● **Text extract**:
-=-=-

Storage Requirements

State Categories

State Type	Storage System	Size	Access Pattern
Resource Inventory (current)	etcd / Redis	500 MB	Read-heavy, strong consistency
Active Allocations	etcd / Redis	2 GB	Read-write, strong consistency
Scheduling Queue	In-memory + WAL	200 MB	Write-heavy, ordered
Quota State	etcd / PostgreSQL	100 MB	Read-heavy, strong consistency
Node Health/Heartbeats	In-memory + Redis	1 GB	Write-heavy, time-series
Allocation History	PostgreSQL / ClickHouse	5 TB/year	Append-only, analytical
Audit Logs	Kafka → S3	10 TB/year	Append-only, compliance
Metrics/Telemetry	Prometheus / InfluxDB	2 TB/year	Time-series, aggregated

etcd Constraints (Critical Path)

etcd Limitations (Kubernetes reference):
- Max database size: 8 GB (recommended)
- Max request size: 1.5 MB
- Max key-value size: 1.5 MB
- Recommended QPS: < 10,000 read/sec, < 1,000 write/sec
- Raft consensus latency: 1-10ms (same datacenter)

-=-=-

● **Parts of the exercise**:
[1] Return the storage requirements excerpt from "etcd Limitations (Kubernetes" to "1-10ms (same datacenter)".
[2] Write the next part of the storage requirements excerpt, beginning right after its final line.
The material that comes after this point is separate from the storage requirements excerpt.

-=-=-

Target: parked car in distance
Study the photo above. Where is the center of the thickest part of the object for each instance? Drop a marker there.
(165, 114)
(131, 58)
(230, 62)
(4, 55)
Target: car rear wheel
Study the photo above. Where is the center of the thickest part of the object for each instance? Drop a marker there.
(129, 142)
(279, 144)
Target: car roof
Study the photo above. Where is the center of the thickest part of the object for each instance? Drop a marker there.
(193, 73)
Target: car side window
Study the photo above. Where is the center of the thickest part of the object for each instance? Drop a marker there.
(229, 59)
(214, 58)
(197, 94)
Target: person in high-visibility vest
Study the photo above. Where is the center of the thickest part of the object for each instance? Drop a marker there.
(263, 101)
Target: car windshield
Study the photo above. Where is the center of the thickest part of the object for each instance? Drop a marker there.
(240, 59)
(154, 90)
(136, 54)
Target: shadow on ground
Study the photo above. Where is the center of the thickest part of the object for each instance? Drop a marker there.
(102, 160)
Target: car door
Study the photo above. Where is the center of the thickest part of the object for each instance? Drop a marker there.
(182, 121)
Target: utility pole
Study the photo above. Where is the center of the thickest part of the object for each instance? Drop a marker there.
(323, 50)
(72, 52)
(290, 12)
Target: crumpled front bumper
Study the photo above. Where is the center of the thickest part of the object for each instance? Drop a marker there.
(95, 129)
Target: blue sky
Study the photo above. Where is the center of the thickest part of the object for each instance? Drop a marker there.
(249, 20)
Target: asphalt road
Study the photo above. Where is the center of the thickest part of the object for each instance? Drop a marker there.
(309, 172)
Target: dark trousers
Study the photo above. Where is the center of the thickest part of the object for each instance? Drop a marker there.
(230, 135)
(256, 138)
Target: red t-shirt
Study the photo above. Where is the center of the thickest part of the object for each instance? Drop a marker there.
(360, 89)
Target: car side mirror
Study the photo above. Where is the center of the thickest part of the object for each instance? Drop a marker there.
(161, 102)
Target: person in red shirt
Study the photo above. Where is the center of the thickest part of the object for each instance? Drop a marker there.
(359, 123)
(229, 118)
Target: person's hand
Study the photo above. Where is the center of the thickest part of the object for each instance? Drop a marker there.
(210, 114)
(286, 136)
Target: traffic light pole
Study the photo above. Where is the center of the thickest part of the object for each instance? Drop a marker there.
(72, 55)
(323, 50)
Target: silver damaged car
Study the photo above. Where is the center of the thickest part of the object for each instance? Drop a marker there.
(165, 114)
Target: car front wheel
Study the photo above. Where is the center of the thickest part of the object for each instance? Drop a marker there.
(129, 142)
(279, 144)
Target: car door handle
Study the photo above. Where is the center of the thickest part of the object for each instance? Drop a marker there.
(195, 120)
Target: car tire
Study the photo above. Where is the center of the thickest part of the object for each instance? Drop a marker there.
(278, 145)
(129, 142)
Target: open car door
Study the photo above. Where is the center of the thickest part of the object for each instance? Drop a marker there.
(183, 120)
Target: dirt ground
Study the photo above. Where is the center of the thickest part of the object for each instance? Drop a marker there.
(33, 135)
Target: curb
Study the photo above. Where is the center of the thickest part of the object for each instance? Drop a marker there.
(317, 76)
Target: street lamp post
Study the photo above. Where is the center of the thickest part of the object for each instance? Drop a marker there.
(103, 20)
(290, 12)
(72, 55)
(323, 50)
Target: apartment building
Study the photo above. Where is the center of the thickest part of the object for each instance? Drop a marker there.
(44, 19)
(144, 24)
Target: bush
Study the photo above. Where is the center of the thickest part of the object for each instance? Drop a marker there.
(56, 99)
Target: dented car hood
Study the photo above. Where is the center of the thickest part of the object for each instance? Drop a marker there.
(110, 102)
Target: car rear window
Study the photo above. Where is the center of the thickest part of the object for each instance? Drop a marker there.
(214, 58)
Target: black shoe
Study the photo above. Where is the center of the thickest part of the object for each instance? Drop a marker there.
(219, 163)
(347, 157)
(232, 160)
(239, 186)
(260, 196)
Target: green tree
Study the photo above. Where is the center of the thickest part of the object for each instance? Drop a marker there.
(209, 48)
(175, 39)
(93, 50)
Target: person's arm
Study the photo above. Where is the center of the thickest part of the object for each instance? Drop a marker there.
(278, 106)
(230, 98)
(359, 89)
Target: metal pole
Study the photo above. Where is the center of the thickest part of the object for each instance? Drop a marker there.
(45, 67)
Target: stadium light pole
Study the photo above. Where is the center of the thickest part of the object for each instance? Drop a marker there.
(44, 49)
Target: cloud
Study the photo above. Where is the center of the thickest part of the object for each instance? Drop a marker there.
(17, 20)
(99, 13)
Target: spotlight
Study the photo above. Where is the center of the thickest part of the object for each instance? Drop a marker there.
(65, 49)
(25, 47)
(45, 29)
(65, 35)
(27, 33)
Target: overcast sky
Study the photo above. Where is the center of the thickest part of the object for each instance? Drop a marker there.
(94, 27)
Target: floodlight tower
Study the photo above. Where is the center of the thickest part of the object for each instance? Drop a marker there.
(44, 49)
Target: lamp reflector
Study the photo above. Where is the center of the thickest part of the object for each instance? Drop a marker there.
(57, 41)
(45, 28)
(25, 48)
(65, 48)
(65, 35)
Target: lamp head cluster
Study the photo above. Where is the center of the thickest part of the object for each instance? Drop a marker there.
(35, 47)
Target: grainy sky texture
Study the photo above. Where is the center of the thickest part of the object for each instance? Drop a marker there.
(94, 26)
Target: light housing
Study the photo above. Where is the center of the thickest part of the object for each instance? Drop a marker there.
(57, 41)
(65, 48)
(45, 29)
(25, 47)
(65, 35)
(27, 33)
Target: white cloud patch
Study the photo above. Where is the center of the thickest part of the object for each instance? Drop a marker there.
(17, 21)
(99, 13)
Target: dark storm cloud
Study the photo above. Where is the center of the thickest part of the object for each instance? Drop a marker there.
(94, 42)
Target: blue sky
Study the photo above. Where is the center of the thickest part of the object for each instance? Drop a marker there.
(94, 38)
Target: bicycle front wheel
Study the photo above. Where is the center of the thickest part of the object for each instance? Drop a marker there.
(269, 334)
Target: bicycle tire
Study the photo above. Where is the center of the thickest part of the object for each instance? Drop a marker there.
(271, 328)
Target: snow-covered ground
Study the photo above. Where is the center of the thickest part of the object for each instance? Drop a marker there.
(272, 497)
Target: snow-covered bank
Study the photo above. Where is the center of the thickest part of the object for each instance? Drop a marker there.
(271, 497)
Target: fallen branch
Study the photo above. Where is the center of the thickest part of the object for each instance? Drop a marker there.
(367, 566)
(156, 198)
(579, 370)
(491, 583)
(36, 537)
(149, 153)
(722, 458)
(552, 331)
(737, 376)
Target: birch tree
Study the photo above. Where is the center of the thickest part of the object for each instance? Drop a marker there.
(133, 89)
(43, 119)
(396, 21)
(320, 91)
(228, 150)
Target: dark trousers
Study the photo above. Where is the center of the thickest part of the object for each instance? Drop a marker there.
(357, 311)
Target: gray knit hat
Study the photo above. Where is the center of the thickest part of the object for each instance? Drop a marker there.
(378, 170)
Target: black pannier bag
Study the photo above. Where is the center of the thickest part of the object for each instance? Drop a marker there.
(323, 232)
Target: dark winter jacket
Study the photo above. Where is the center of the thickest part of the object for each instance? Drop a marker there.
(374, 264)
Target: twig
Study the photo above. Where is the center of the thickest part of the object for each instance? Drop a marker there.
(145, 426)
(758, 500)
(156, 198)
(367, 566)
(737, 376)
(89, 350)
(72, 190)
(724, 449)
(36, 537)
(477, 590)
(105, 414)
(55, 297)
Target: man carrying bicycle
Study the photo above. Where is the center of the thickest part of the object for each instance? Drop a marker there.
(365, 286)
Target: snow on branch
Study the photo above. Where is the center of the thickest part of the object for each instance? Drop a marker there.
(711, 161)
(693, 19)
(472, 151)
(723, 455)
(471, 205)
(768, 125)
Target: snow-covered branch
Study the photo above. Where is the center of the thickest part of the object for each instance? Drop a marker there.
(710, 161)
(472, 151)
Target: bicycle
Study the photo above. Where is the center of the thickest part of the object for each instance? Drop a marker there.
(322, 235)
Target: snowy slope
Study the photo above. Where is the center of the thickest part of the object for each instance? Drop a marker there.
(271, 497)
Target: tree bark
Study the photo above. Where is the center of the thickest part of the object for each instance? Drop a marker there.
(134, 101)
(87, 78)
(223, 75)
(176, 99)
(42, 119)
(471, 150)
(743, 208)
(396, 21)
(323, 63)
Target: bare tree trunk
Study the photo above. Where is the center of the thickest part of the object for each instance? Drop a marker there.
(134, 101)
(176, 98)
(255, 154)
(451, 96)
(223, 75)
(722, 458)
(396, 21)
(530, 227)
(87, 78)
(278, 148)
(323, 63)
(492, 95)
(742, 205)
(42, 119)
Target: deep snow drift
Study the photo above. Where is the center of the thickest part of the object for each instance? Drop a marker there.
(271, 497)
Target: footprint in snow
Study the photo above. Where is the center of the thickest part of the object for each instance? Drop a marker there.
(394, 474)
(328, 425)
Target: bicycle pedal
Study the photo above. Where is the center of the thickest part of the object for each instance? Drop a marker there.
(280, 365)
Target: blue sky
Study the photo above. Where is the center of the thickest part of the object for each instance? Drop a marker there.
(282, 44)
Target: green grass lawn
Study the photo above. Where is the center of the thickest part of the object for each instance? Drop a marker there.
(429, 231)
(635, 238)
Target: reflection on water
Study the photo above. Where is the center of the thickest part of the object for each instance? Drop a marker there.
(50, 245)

-=-=-

● **Task responses**:
[1]
etcd Limitations (Kubernetes reference):
- Max database size: 8 GB (recommended)
- Max request size: 1.5 MB
- Max key-value size: 1.5 MB
- Recommended QPS: < 10,000 read/sec, < 1,000 write/sec
- Raft consensus latency: 1-10ms (same datacenter)

[2]
Implications:
- Cannot store all allocation history in etcd
- Must shard or tier state across storage systems
- Node heartbeats should NOT go through etcd
- Use watch mechanism for change propagation

Storage Growth Projections

Year 1:
- Active state: 5 GB
- Historical data: 5 TB
- Audit logs: 10 TB
- Total: ~15 TB

Year 3 (10x growth):
- Active state: 50 GB
- Historical data: 150 TB
- Audit logs: 300 TB
- Total: ~450 TB (with compression: ~100 TB)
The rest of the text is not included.